**Tasks and exercises**
**1.** Summarize the passage on Ida Lupino's The Trouble With Angels in two sentences.
**2.** Reproduce the Ida Lupino passage from "Women's Pictures - Ida" up to and including "could do comedy?".

--- Page extract ---

Women's Pictures - Ida Lupino's The Trouble With Angels

“The sex of a director doesn’t mean a hoot. The one all-important thing is talent. Somehow it has evolved that directing is a man’s profession. A woman has a tough, almost impossible time breaking down this case barrier. Miss Arzner managed it. Ida is doing it now.”

When Rosalind Russell said this to reporters on the set of The Trouble With Angels, neither she nor Ida Lupino could have predicted that this would actually be Ida’s last film. So how exactly did a writer/director who’d made her name on small budget social message pictures end up directing a Hayley Mills comedy co-starring Rosalind Russell as a mother superior? And who could have predicted that a noir director could do comedy?

--- Extracted information ---

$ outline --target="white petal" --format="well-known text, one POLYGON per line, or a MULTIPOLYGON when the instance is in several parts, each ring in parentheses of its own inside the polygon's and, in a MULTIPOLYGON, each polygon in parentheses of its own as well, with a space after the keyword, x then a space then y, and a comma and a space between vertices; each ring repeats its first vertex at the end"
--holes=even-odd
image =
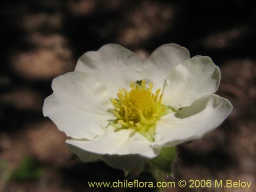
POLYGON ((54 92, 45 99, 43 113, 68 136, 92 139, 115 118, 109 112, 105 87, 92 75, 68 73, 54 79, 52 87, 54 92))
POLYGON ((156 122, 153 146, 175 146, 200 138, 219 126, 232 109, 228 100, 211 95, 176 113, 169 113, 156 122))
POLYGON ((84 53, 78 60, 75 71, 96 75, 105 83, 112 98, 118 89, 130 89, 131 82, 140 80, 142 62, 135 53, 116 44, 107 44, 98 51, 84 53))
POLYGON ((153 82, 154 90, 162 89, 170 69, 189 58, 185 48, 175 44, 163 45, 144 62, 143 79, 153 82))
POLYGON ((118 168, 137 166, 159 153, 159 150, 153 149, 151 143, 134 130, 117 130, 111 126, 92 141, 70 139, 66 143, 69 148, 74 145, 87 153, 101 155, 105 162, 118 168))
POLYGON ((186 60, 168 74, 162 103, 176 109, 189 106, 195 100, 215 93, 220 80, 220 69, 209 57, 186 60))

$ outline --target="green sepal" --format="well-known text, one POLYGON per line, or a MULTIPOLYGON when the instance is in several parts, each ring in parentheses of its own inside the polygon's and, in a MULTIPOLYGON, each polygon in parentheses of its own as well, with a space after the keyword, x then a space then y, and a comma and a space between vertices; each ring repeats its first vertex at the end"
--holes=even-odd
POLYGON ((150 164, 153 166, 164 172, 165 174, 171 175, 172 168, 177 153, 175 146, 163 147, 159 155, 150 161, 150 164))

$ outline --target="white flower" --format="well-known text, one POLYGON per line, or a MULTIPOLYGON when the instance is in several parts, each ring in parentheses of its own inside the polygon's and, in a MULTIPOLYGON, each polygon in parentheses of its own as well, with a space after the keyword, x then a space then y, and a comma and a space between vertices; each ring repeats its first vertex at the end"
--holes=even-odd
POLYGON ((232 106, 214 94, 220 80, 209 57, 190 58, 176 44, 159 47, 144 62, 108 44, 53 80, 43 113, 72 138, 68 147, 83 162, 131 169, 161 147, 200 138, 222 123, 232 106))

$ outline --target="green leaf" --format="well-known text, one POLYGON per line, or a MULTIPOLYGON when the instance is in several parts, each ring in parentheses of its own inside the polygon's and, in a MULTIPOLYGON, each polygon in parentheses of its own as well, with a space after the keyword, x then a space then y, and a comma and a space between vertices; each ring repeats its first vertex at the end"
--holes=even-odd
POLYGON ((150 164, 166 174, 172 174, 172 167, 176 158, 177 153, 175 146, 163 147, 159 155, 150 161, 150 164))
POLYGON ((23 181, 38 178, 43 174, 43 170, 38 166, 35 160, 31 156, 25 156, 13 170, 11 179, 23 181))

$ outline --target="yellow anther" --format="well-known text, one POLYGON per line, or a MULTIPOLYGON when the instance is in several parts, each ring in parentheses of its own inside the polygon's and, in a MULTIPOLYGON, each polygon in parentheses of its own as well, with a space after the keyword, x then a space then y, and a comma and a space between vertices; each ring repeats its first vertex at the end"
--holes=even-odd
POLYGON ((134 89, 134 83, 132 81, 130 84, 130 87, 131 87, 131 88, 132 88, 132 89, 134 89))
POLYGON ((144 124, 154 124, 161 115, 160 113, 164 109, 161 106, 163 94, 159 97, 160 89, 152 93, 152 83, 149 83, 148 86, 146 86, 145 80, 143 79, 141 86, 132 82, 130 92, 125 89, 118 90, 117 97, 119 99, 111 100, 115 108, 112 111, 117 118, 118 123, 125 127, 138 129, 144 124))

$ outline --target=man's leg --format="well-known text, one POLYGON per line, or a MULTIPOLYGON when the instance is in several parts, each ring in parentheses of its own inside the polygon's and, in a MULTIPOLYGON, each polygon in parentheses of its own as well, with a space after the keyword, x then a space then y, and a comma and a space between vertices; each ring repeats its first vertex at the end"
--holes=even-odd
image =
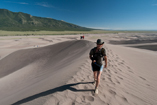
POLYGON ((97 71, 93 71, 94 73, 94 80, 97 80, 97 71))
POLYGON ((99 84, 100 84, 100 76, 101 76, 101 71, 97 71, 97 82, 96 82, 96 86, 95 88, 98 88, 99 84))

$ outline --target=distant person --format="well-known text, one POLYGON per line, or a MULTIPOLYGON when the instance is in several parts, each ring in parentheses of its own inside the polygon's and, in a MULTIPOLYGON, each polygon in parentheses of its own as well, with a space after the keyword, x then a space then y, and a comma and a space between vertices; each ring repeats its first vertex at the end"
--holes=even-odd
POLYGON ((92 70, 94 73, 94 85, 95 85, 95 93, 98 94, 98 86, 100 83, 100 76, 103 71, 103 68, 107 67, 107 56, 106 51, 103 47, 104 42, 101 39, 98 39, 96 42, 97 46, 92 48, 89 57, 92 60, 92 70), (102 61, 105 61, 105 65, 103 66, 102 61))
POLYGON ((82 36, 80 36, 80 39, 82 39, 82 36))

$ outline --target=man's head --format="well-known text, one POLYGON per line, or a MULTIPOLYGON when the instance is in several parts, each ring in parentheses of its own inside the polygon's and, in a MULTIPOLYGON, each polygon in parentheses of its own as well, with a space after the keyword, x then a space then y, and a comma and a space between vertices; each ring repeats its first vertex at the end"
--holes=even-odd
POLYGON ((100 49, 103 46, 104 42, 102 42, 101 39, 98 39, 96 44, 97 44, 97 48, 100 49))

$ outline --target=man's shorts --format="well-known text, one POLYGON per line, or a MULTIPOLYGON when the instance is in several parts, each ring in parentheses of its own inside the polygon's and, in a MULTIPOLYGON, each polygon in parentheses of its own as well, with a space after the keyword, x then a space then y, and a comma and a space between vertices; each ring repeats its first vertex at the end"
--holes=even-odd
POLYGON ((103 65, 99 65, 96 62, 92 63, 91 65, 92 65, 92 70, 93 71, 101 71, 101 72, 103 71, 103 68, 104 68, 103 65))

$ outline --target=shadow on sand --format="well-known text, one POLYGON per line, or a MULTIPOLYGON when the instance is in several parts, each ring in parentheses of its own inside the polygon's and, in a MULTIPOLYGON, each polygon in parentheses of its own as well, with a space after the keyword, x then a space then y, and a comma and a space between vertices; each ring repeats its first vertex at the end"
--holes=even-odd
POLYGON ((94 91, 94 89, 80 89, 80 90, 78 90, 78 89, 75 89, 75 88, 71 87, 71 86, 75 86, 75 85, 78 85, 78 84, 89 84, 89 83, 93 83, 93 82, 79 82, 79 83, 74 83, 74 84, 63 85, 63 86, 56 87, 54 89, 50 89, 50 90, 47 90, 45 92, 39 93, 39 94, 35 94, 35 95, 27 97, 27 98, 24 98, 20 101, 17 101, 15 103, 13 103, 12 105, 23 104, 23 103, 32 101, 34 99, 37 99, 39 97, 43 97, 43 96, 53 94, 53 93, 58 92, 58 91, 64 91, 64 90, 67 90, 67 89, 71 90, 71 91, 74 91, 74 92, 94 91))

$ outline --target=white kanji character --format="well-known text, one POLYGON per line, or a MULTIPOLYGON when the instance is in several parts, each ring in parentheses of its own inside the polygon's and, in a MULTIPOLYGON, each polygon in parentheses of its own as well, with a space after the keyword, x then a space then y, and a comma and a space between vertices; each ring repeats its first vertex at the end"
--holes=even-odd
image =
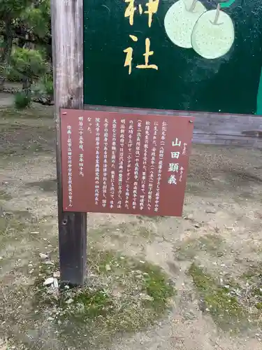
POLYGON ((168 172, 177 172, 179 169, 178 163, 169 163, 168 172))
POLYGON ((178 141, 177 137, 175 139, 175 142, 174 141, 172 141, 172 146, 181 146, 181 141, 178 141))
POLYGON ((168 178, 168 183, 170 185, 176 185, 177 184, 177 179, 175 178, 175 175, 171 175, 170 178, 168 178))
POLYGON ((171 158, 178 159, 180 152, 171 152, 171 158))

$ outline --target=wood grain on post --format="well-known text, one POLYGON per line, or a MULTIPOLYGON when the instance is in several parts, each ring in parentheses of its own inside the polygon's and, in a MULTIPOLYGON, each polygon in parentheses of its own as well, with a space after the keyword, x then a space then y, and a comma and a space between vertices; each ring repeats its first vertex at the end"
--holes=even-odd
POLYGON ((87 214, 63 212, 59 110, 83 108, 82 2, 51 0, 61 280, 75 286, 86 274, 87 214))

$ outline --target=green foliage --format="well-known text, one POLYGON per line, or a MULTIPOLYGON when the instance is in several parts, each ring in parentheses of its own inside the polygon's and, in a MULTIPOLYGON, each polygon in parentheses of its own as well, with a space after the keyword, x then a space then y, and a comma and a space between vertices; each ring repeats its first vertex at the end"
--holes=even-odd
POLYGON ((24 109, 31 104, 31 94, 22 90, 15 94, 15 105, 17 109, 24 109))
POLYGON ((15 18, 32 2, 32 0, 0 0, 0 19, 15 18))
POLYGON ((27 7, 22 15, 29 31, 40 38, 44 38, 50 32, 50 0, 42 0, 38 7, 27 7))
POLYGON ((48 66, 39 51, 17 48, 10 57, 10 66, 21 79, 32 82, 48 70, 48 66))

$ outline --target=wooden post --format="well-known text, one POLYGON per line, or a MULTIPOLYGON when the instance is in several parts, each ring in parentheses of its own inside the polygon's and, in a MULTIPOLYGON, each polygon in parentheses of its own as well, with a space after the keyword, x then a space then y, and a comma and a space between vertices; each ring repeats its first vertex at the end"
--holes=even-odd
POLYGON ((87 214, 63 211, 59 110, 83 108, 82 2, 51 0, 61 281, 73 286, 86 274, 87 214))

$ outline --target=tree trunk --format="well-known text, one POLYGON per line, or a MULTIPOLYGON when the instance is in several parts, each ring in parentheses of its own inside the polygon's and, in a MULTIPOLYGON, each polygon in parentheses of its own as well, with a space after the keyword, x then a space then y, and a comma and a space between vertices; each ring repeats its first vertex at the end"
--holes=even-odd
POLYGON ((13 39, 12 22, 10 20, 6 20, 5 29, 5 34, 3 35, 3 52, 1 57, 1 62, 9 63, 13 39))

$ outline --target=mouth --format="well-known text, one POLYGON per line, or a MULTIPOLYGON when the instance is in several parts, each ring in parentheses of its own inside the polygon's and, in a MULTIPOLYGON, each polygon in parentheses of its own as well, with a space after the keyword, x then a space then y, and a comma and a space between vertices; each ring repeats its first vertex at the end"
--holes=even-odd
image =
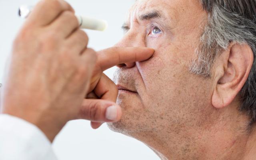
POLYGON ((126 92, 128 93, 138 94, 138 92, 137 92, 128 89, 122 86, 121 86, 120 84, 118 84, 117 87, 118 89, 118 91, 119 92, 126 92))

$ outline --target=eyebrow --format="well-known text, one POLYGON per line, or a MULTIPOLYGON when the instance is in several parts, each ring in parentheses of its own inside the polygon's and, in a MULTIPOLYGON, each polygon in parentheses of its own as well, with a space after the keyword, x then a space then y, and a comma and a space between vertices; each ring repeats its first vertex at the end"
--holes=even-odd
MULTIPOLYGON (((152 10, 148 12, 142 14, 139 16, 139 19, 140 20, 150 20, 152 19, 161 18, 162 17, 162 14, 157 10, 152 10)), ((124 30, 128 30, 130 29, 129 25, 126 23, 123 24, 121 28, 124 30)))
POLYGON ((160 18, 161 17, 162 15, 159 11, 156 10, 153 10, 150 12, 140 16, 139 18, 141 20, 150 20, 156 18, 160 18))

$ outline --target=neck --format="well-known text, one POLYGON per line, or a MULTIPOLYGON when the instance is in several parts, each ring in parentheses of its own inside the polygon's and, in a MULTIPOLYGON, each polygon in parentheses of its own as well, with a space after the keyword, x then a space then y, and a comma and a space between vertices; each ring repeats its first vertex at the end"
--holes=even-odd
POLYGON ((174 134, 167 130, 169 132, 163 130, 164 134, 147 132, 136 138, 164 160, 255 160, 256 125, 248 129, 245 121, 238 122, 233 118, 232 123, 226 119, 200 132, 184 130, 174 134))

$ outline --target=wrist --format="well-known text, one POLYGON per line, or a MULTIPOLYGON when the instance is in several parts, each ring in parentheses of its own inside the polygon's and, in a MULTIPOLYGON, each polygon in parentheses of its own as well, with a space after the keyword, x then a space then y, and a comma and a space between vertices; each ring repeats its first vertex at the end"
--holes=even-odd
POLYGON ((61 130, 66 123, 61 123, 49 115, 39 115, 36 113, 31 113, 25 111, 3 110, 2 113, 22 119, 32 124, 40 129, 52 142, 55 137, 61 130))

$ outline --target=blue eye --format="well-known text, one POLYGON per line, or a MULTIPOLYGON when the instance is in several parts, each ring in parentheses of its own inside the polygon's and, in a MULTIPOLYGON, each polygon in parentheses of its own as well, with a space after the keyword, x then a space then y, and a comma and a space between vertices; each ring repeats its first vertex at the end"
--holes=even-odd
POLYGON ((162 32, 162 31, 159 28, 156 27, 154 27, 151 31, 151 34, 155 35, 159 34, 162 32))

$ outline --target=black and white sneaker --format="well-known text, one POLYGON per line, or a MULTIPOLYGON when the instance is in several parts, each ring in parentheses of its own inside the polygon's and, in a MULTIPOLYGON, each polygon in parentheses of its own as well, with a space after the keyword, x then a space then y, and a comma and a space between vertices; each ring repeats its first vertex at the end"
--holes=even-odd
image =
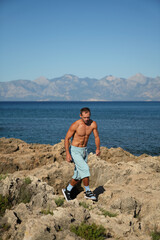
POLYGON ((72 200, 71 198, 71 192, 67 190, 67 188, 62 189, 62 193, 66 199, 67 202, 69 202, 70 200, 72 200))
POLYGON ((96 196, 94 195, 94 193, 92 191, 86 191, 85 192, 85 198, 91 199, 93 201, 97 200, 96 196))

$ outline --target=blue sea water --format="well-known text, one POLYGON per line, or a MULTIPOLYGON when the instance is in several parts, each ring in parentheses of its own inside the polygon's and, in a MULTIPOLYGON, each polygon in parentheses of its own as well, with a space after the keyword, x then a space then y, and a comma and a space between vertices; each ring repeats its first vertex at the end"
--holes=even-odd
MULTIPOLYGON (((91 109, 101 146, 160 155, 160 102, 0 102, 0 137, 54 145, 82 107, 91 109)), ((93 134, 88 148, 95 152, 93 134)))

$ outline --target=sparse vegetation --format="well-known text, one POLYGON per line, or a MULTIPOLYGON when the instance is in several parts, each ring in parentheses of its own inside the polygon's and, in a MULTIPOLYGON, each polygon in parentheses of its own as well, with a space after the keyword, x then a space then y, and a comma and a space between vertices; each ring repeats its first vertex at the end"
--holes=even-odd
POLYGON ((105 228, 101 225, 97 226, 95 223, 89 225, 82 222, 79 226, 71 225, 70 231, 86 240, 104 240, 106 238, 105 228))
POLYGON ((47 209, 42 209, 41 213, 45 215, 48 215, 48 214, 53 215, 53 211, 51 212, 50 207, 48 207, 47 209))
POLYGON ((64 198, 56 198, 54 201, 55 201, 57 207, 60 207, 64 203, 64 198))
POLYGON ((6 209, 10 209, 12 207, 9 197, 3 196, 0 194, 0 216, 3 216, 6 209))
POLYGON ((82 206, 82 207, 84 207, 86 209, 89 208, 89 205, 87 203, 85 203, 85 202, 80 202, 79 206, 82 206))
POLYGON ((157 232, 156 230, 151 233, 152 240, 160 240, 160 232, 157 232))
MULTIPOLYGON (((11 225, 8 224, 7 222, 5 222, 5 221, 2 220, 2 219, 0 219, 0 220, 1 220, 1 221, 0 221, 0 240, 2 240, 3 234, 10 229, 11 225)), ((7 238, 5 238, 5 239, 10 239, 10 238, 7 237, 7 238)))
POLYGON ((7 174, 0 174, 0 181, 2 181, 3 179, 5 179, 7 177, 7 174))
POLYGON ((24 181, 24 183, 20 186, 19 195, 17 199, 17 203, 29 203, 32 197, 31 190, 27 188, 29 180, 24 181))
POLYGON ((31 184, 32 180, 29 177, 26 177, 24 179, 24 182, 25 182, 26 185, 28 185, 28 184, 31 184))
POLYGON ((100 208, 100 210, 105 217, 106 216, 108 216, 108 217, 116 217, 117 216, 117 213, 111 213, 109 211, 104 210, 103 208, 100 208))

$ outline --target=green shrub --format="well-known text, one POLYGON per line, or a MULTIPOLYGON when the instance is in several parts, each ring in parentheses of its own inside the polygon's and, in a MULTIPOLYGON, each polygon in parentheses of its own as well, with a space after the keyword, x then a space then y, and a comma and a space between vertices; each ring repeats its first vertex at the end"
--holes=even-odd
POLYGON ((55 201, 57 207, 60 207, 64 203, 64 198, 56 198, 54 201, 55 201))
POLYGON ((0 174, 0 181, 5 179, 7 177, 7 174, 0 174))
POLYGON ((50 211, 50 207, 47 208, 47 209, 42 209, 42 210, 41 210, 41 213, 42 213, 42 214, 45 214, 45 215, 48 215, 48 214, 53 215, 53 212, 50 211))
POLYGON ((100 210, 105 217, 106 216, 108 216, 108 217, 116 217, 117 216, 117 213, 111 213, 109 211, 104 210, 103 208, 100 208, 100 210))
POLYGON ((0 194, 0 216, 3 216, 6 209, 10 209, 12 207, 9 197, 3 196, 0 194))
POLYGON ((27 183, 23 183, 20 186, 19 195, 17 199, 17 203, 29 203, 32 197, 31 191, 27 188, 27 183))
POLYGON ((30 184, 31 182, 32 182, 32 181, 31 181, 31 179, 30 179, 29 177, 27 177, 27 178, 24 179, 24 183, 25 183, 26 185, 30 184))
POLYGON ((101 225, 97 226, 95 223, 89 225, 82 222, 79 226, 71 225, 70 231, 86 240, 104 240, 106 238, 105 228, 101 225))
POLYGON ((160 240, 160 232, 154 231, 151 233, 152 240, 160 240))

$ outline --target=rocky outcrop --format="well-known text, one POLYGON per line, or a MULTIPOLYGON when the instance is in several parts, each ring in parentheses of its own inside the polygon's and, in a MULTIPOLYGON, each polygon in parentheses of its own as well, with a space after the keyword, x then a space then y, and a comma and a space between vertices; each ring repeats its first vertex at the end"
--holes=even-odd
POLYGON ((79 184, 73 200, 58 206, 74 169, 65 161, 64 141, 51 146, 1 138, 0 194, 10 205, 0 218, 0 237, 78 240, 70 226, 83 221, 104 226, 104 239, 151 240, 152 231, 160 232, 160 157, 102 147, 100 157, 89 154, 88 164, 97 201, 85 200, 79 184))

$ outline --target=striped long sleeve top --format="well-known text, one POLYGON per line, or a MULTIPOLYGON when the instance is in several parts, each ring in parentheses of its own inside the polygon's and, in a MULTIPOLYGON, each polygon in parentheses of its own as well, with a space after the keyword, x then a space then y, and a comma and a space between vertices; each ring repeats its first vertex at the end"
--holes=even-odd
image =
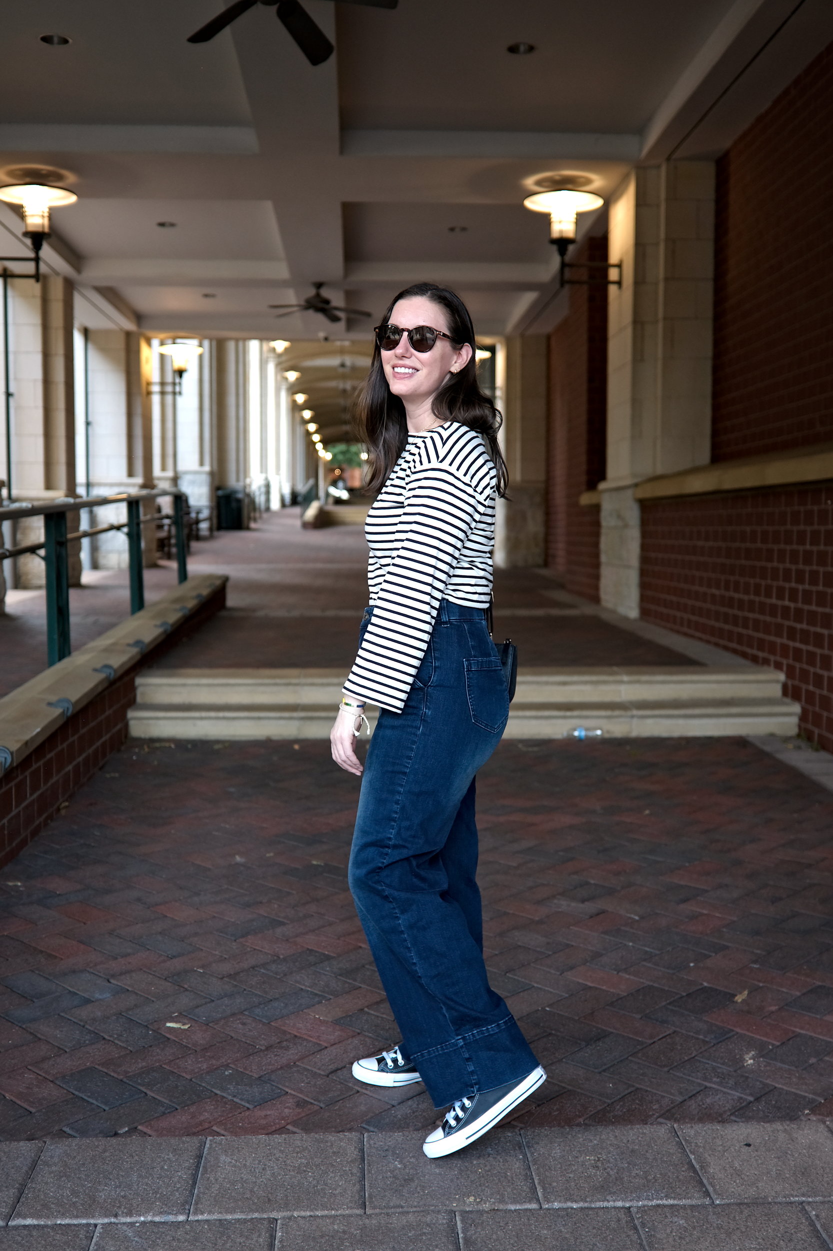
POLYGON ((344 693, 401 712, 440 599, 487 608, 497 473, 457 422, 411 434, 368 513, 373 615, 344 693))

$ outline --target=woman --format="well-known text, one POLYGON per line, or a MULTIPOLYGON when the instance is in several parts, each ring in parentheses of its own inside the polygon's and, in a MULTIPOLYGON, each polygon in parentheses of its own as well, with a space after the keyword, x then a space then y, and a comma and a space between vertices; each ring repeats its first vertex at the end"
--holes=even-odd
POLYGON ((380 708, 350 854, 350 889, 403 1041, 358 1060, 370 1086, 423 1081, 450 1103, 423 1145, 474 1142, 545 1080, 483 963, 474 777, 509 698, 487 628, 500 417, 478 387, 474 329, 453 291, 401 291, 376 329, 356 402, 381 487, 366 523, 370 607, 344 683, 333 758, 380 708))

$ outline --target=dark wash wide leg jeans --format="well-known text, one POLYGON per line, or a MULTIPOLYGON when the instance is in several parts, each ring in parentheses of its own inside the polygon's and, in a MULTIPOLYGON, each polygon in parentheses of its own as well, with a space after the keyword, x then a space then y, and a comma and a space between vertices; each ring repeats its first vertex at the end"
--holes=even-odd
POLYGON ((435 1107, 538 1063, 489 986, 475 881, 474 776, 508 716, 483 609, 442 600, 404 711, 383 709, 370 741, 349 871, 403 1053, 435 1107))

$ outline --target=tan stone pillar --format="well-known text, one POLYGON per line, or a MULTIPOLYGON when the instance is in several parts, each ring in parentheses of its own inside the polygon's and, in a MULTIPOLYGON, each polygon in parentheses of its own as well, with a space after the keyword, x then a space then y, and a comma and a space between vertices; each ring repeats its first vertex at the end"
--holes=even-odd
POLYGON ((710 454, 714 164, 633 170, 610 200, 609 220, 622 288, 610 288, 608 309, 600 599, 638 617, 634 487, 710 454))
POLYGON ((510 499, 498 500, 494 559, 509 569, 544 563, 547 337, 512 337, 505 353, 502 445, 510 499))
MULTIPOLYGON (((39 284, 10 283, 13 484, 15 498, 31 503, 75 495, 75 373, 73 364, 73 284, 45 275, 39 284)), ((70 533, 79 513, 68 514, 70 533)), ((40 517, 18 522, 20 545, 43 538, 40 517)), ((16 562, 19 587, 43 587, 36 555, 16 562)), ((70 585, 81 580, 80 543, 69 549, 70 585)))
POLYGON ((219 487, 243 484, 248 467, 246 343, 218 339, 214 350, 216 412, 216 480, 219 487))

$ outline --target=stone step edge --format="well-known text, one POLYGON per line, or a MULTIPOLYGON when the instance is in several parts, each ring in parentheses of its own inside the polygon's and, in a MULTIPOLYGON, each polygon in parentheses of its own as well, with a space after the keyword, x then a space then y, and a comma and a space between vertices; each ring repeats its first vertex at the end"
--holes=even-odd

---

**Task-by-task answers**
**1.** On the set of The Trouble With Angels, Rosalind Russell told reporters that a director's sex means nothing and talent is what counts, adding that women find it almost impossible to break into directing but that Miss Arzner managed it and Ida Lupino was doing it then. The film turned out to be Lupino's last, and the passage asks how a writer/director known for small-budget social message pictures came to direct a Hayley Mills comedy with Russell as a mother superior, and who could have predicted that a noir director could do comedy.

**2.**
Women's Pictures - Ida Lupino's The Trouble With Angels

“The sex of a director doesn’t mean a hoot. The one all-important thing is talent. Somehow it has evolved that directing is a man’s profession. A woman has a tough, almost impossible time breaking down this case barrier. Miss Arzner managed it. Ida is doing it now.”

When Rosalind Russell said this to reporters on the set of The Trouble With Angels, neither she nor Ida Lupino could have predicted that this would actually be Ida’s last film. So how exactly did a writer/director who’d made her name on small budget social message pictures end up directing a Hayley Mills comedy co-starring Rosalind Russell as a mother superior? And who could have predicted that a noir director could do comedy?